• DOCUMENT SEGMENT
Whether to enter a default judgment is committed to the discretion of the district court, within the limits articulated by the Second Circuit. Enron Oil Corp. v. Diakuhara, 10 F.3d 90, 95 (2d Cir. 1993) (“The circumscribed scope of the district court's discretion in the context of a default is a reflection of our oft-stated preference for resolving disputes on the merits.”). That is, the Second Circuit “ha[s] a strong preference for resolving disputes on the merits” and has cautioned that “a default judgment is the most severe sanction which the court may apply.” City of New York v. Mickalis Pawn Shop, LLC, 645 F.3d 114, 129 (2d Cir. 2011) (quotations omitted).

• DATA PROVIDED
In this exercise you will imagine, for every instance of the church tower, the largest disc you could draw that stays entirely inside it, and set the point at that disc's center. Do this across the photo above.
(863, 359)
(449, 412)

• REQUIRED ACTIONS
1. Reproduce the part of the default judgment passage between "Whether to enter" and "2011) (quotations omitted).", inclusive.
2. Pick up the passage on default judgments from its last sentence and keep writing it.

• EXPECTED RESPONSES
1.
Whether to enter a default judgment is committed to the discretion of the district court, within the limits articulated by the Second Circuit. Enron Oil Corp. v. Diakuhara, 10 F.3d 90, 95 (2d Cir. 1993) (“The circumscribed scope of the district court's discretion in the context of a default is a reflection of our oft-stated preference for resolving disputes on the merits.”). That is, the Second Circuit “ha[s] a strong preference for resolving disputes on the merits” and has cautioned that “a default judgment is the most severe sanction which the court may apply.” City of New York v. Mickalis Pawn Shop, LLC, 645 F.3d 114, 129 (2d Cir. 2011) (quotations omitted).

2.
“A default does not establish conclusory allegations, nor does it excuse any defects in the plaintiffs’ pleading.” Mateo v. Universal Language Corp., No. 13-CV-2495, 2015 WL 5655689, at *4, *6–*7 (E.D.N.Y. Sept. 4, 2015) (finding defendant was not plaintiff's employer based on his testimony that contradicted allegations in the complaint), report and recommendation adopted, 2015 WL 5664498, at *1 (Sept. 23, 2015). For example, an allegation is not “well-pleaded” if it is contradicted by other evidence put forth by the plaintiff. See id. at *6–*7; Montblanc-Simplo GmbH v. Colibri Corp., 739 F. Supp. 2d 143, 151 (E.D.N.Y. 2010) (“[O]nce plaintiffs provided an actual picture of the allegedly infringing pen that contradicted the allegations in the Complaint, those allegations would no longer be considered well-pleaded.”).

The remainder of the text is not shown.